==== EXERCISE TEXT

Author Posts

July 19, 2014 at 5:27 am

Hi All,

So i've just finished the MVP Powershell course and figure i should put it too good use. Nothing better than practise, right?

We've moved our Exchnage services to O365 and i've been tasked with removing X500 / x500 (both are present) values from the "proxyAddresses" attribute for all users.

So, I've been able to remove an individual value from an individual AD Account using this;

Set-ADUser -Identity "username" -Remove @{proxyAddresses="x500Value"}

However, their are two values for each user. So i'd like to say;

Set-ADUser -Identity * -Remove @{proxyAddresses="*500*"}

This does run without error but doesn't remove anything. I'm assuming that this is because it's recognising the 'wildcard' (in proxyAddresses value) as a character instead of a 'wildcard' in the value but i've no idea what to do about it.

All help much appreciated.

========
==== MATERIAL PROVIDED

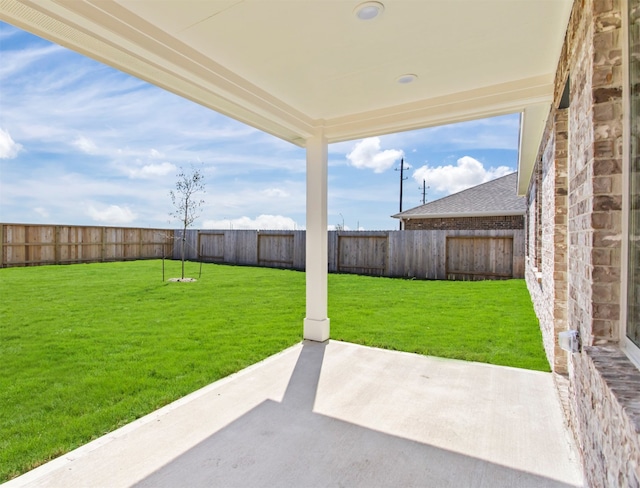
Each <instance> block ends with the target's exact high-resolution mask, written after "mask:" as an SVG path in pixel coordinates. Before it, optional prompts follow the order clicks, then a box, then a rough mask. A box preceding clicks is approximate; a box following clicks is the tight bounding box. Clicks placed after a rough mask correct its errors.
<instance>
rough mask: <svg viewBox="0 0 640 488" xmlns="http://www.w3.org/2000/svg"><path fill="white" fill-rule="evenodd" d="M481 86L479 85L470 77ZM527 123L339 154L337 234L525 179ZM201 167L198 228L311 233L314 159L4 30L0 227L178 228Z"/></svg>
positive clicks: (175, 96)
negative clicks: (190, 173) (518, 177)
mask: <svg viewBox="0 0 640 488" xmlns="http://www.w3.org/2000/svg"><path fill="white" fill-rule="evenodd" d="M469 75H470V76H473V74H472V73H470V74H469ZM518 126H519V116H518V115H517V114H513V115H507V116H503V117H496V118H492V119H484V120H478V121H472V122H466V123H461V124H455V125H450V126H443V127H436V128H431V129H423V130H419V131H411V132H403V133H398V134H393V135H386V136H380V137H375V138H369V139H364V140H357V141H350V142H343V143H339V144H332V145H330V146H329V196H328V202H329V216H328V221H329V224H330V228H332V227H333V226H335V225H342V224H343V222H344V225H345V228H347V229H357V228H361V229H365V230H377V229H396V228H397V227H398V221H397V220H396V219H393V218H391V217H390V216H391V215H392V214H394V213H397V211H398V206H399V173H398V172H397V171H394V169H396V168H399V166H400V158H401V157H404V158H405V163H406V166H410V169H409V170H407V171H405V176H407V177H408V179H407V180H406V181H405V182H404V198H403V209H404V210H407V209H409V208H413V207H415V206H418V205H420V204H421V197H422V195H421V187H422V180H423V179H426V182H427V186H428V187H429V188H428V190H427V200H428V201H433V200H435V199H438V198H441V197H444V196H446V195H448V194H450V193H454V192H457V191H460V190H462V189H464V188H467V187H469V186H473V185H476V184H480V183H483V182H485V181H489V180H490V179H493V178H496V177H499V176H503V175H505V174H507V173H510V172H512V171H515V170H516V164H517V156H518V152H517V148H518ZM190 165H195V166H196V167H198V168H201V169H202V171H203V173H204V175H205V183H206V189H207V192H206V194H204V195H203V198H204V200H205V202H206V203H205V205H204V206H203V207H202V215H201V217H200V218H199V219H198V220H197V221H196V222H195V223H194V225H193V227H194V228H234V229H240V228H245V229H246V228H261V229H276V228H279V229H284V228H289V229H290V228H296V229H303V228H304V226H305V151H304V149H301V148H298V147H296V146H294V145H292V144H289V143H287V142H284V141H282V140H280V139H277V138H275V137H273V136H271V135H269V134H265V133H263V132H260V131H258V130H256V129H253V128H252V127H249V126H246V125H244V124H241V123H239V122H236V121H234V120H232V119H229V118H228V117H225V116H222V115H220V114H217V113H215V112H213V111H211V110H209V109H206V108H204V107H201V106H199V105H196V104H194V103H192V102H190V101H188V100H184V99H181V98H180V97H178V96H176V95H173V94H171V93H169V92H166V91H164V90H162V89H160V88H157V87H155V86H152V85H149V84H147V83H145V82H143V81H140V80H138V79H136V78H133V77H131V76H129V75H126V74H124V73H121V72H119V71H117V70H114V69H112V68H109V67H107V66H105V65H102V64H100V63H98V62H96V61H93V60H91V59H88V58H86V57H84V56H81V55H79V54H76V53H74V52H72V51H69V50H67V49H65V48H63V47H60V46H57V45H55V44H52V43H50V42H48V41H45V40H43V39H40V38H38V37H36V36H33V35H31V34H28V33H26V32H24V31H22V30H20V29H17V28H15V27H13V26H10V25H8V24H5V23H1V22H0V221H1V222H5V223H7V222H14V223H50V224H68V225H71V224H75V225H116V226H131V227H159V228H173V227H179V223H178V222H177V221H175V220H171V217H170V216H169V213H170V212H171V211H172V206H171V199H170V198H169V191H170V190H172V189H173V188H174V186H175V182H176V176H175V175H176V173H177V172H178V169H179V167H184V168H186V169H188V168H189V167H190Z"/></svg>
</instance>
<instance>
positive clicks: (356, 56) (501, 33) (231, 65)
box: [0, 0, 573, 159]
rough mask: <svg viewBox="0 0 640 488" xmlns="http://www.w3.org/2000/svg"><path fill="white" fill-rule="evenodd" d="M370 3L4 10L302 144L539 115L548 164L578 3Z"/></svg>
mask: <svg viewBox="0 0 640 488" xmlns="http://www.w3.org/2000/svg"><path fill="white" fill-rule="evenodd" d="M359 3H361V2H359V1H357V0H207V1H203V0H154V1H141V0H117V1H106V0H22V1H18V0H2V1H1V2H0V18H1V19H2V20H4V21H6V22H9V23H12V24H14V25H17V26H19V27H21V28H24V29H26V30H28V31H31V32H33V33H35V34H37V35H40V36H42V37H44V38H47V39H50V40H52V41H54V42H57V43H59V44H61V45H64V46H67V47H69V48H71V49H74V50H76V51H79V52H81V53H83V54H85V55H87V56H89V57H92V58H95V59H98V60H100V61H102V62H105V63H106V64H109V65H112V66H114V67H116V68H119V69H121V70H123V71H125V72H128V73H130V74H132V75H135V76H138V77H140V78H142V79H144V80H146V81H149V82H151V83H154V84H156V85H159V86H161V87H164V88H166V89H168V90H170V91H173V92H175V93H177V94H179V95H181V96H184V97H186V98H189V99H192V100H194V101H195V102H197V103H200V104H202V105H205V106H207V107H210V108H212V109H213V110H216V111H218V112H221V113H224V114H226V115H229V116H231V117H234V118H236V119H238V120H240V121H242V122H245V123H248V124H250V125H252V126H254V127H257V128H259V129H262V130H265V131H267V132H269V133H272V134H274V135H276V136H278V137H281V138H283V139H285V140H288V141H291V142H293V143H294V144H298V145H301V146H303V145H304V144H305V139H307V138H308V137H309V136H310V135H312V134H314V133H315V132H316V131H317V130H319V129H322V130H323V131H324V133H325V135H326V137H327V138H328V140H329V142H337V141H342V140H348V139H355V138H359V137H365V136H371V135H376V134H382V133H391V132H398V131H401V130H409V129H417V128H422V127H428V126H433V125H440V124H446V123H452V122H458V121H462V120H470V119H474V118H480V117H487V116H493V115H500V114H506V113H514V112H523V111H525V109H527V107H529V109H527V112H525V117H533V114H534V112H535V114H536V115H535V120H530V121H529V123H528V128H527V129H526V130H523V133H522V134H521V138H522V140H521V143H522V142H526V141H524V139H526V138H533V139H536V138H537V141H535V140H534V141H533V142H531V141H529V143H528V144H529V146H532V147H533V146H535V150H534V149H530V150H529V151H530V152H537V143H539V141H540V137H541V131H542V127H543V125H544V119H546V115H547V113H548V108H549V103H550V102H551V100H552V95H553V91H552V90H553V86H552V84H553V78H554V73H555V70H556V65H557V62H558V58H559V55H560V50H561V46H562V42H563V39H564V33H565V29H566V25H567V21H568V18H569V13H570V10H571V5H572V3H573V2H572V0H386V1H384V6H385V8H384V11H383V13H382V15H380V16H379V17H378V18H376V19H373V20H370V21H362V20H360V19H358V18H357V17H356V16H355V15H354V9H355V7H356V6H357V5H358V4H359ZM405 73H413V74H416V75H418V80H417V81H415V82H414V83H411V84H406V85H402V84H399V83H397V82H396V78H397V77H398V76H400V75H402V74H405ZM536 107H537V109H536ZM527 113H528V114H529V115H527ZM525 120H526V119H525ZM523 149H524V148H522V147H521V159H522V158H523V157H525V156H527V155H525V154H523V153H522V150H523ZM527 157H529V156H527ZM532 157H533V158H535V154H533V156H532Z"/></svg>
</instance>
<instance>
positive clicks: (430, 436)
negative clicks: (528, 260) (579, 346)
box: [4, 341, 582, 488]
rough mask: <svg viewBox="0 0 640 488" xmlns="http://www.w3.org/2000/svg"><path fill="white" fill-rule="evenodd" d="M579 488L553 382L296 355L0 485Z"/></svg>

========

EXERCISES -
(A) In the forum post, which attribute is the poster supposed to clear of X500 values for all users?
(B) Repeat the stretch of the forum post from "Set-ADUser -Identity *" through "help much appreciated.".
(C) Shorten the paragraph of the forum post that begins "This does run without error" and keep its main facts.

LIST OF SOLUTIONS -
(A) The "proxyAddresses" attribute.

(B)
Set-ADUser -Identity * -Remove @{proxyAddresses="*500*"}

This does run without error but doesn't remove anything. I'm assuming that this is because it's recognising the 'wildcard' (in proxyAddresses value) as a character instead of a 'wildcard' in the value but i've no idea what to do about it.

All help much appreciated.

(C) The command runs without error but removes nothing. The poster suspects the wildcard in the proxyAddresses value is read as a literal character and doesn't know how to fix it.